**Written task**: Count the lines in the data below that contain the string "cloud", matching case exactly, and give only that number.

─── Listed records ───

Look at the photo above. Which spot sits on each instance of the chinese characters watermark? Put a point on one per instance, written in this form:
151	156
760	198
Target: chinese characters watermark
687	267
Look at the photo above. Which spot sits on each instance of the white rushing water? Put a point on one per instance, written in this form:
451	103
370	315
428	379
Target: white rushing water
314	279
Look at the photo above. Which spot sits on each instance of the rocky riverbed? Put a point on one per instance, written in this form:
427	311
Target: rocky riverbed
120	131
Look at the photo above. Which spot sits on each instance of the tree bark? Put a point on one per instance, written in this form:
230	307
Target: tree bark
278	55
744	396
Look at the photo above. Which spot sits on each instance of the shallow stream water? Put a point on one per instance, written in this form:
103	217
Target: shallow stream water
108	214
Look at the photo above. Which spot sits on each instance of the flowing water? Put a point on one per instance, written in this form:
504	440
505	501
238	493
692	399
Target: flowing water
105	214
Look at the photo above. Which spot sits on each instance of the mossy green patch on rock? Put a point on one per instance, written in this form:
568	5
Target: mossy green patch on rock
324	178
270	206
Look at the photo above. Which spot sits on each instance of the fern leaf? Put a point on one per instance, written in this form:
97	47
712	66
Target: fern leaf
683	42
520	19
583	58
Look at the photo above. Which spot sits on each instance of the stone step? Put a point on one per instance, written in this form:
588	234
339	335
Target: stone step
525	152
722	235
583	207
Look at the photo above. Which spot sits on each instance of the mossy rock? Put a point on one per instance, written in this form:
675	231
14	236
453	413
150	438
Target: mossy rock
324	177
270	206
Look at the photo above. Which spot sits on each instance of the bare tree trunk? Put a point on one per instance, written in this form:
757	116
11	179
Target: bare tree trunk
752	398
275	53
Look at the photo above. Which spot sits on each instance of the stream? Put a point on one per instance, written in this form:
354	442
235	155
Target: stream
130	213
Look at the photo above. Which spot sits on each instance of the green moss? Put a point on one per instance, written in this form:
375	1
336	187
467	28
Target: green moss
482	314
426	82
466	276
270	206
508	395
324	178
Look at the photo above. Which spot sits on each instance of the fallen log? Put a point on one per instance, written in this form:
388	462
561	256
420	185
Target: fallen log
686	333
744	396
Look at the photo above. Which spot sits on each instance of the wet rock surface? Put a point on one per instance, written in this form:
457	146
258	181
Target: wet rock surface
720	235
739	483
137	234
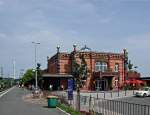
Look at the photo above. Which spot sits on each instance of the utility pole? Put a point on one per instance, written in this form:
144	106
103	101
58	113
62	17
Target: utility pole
35	45
14	69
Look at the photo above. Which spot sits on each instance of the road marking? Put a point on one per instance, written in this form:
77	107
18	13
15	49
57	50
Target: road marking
1	95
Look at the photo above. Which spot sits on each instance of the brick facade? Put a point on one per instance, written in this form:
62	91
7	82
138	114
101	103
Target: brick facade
61	63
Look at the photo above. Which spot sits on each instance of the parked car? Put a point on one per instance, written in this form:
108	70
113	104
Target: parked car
143	92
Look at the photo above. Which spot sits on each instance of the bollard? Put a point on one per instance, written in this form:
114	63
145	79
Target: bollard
125	93
118	93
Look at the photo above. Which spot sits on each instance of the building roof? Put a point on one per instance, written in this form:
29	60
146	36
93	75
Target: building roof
57	75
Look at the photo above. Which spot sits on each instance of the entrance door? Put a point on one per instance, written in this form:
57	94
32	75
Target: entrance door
101	84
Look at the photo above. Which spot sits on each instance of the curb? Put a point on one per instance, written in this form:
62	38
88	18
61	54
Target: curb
63	111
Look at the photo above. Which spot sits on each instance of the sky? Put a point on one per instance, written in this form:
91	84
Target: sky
102	25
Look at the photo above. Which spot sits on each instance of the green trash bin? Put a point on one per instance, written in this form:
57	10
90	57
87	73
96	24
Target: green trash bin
52	101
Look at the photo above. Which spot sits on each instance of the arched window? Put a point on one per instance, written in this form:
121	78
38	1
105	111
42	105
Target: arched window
100	66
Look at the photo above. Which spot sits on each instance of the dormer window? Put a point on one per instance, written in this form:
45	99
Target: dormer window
100	66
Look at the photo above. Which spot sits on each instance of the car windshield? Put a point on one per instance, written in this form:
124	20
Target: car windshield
145	89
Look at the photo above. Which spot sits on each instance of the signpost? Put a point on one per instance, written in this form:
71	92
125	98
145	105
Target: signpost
70	89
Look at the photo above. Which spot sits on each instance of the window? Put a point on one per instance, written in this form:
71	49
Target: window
101	66
116	67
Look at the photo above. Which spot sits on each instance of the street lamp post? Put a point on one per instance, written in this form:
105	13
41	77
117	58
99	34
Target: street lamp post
35	45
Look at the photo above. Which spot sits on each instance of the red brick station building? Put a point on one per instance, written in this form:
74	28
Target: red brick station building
106	69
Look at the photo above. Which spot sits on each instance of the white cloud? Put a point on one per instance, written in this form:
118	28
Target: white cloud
2	35
139	41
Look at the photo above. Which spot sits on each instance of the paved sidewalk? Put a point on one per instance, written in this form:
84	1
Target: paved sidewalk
13	104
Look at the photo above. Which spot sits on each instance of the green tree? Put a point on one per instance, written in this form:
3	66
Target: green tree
79	72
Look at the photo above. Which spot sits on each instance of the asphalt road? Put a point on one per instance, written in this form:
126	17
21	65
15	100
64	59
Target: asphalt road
13	104
136	100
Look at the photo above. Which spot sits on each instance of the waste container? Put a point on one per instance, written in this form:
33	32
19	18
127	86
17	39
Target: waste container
52	101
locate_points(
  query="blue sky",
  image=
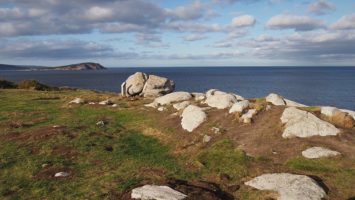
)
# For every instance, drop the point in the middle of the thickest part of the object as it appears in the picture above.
(136, 33)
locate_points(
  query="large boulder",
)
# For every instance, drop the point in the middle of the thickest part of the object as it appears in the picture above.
(146, 85)
(319, 152)
(220, 100)
(157, 86)
(192, 117)
(289, 186)
(299, 123)
(275, 99)
(173, 98)
(155, 192)
(239, 106)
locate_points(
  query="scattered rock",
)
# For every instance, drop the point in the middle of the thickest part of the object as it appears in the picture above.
(290, 103)
(239, 106)
(146, 85)
(299, 123)
(172, 98)
(318, 152)
(134, 84)
(161, 109)
(220, 100)
(289, 186)
(157, 86)
(77, 101)
(247, 117)
(216, 130)
(275, 99)
(329, 111)
(199, 96)
(182, 105)
(155, 192)
(61, 174)
(206, 139)
(192, 117)
(106, 102)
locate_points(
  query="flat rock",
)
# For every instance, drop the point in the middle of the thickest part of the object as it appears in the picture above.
(220, 100)
(299, 123)
(239, 106)
(275, 99)
(319, 152)
(192, 117)
(329, 111)
(291, 103)
(173, 98)
(181, 105)
(289, 186)
(155, 192)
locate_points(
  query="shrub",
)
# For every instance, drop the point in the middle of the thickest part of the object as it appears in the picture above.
(4, 84)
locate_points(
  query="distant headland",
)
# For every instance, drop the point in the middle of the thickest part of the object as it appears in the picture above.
(72, 67)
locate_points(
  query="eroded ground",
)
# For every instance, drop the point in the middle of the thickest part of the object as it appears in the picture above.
(41, 135)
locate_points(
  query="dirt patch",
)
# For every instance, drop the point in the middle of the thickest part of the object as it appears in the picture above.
(42, 132)
(195, 190)
(65, 151)
(49, 171)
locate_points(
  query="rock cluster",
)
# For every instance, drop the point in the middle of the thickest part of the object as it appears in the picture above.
(142, 84)
(300, 123)
(289, 186)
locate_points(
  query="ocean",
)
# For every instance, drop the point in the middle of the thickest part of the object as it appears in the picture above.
(332, 86)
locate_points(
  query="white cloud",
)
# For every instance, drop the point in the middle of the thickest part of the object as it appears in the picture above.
(299, 23)
(243, 21)
(345, 22)
(321, 7)
(193, 37)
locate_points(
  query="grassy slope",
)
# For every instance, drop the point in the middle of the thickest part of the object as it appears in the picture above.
(133, 147)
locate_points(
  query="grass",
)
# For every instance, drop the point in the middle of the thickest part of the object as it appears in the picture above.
(104, 160)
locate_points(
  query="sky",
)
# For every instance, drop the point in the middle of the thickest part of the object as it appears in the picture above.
(166, 33)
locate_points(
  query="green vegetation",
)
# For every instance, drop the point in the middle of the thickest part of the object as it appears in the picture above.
(41, 134)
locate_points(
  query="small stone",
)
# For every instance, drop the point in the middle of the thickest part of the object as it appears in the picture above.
(61, 174)
(319, 152)
(206, 139)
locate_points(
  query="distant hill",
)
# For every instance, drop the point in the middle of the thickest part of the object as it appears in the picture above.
(74, 67)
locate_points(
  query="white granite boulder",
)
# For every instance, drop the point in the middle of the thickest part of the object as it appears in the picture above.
(239, 106)
(192, 117)
(146, 85)
(275, 99)
(220, 100)
(155, 192)
(291, 103)
(173, 98)
(329, 111)
(299, 123)
(289, 186)
(181, 105)
(318, 152)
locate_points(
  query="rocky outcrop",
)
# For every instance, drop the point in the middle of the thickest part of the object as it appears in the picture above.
(146, 85)
(155, 192)
(220, 100)
(299, 123)
(319, 152)
(289, 186)
(173, 98)
(275, 99)
(192, 117)
(239, 106)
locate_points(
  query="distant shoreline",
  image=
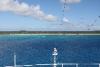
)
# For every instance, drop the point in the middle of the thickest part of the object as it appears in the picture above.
(49, 32)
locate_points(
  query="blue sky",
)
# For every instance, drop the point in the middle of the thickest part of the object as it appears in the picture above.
(47, 15)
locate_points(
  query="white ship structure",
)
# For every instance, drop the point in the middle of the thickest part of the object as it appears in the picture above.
(54, 64)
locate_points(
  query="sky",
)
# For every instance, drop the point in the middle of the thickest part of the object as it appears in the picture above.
(49, 15)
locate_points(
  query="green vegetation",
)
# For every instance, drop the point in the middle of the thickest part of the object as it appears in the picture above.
(49, 32)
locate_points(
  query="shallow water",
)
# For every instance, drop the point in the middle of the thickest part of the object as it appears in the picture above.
(32, 49)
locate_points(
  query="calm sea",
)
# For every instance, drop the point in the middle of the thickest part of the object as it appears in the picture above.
(33, 49)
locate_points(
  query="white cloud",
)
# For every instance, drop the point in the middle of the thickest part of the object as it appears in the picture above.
(65, 20)
(25, 9)
(70, 1)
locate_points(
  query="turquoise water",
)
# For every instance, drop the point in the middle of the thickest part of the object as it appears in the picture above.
(32, 49)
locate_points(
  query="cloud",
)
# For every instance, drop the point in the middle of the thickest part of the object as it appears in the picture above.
(65, 20)
(70, 1)
(26, 10)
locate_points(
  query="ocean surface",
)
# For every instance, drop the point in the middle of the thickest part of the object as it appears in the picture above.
(34, 49)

───

**Written answer**: 5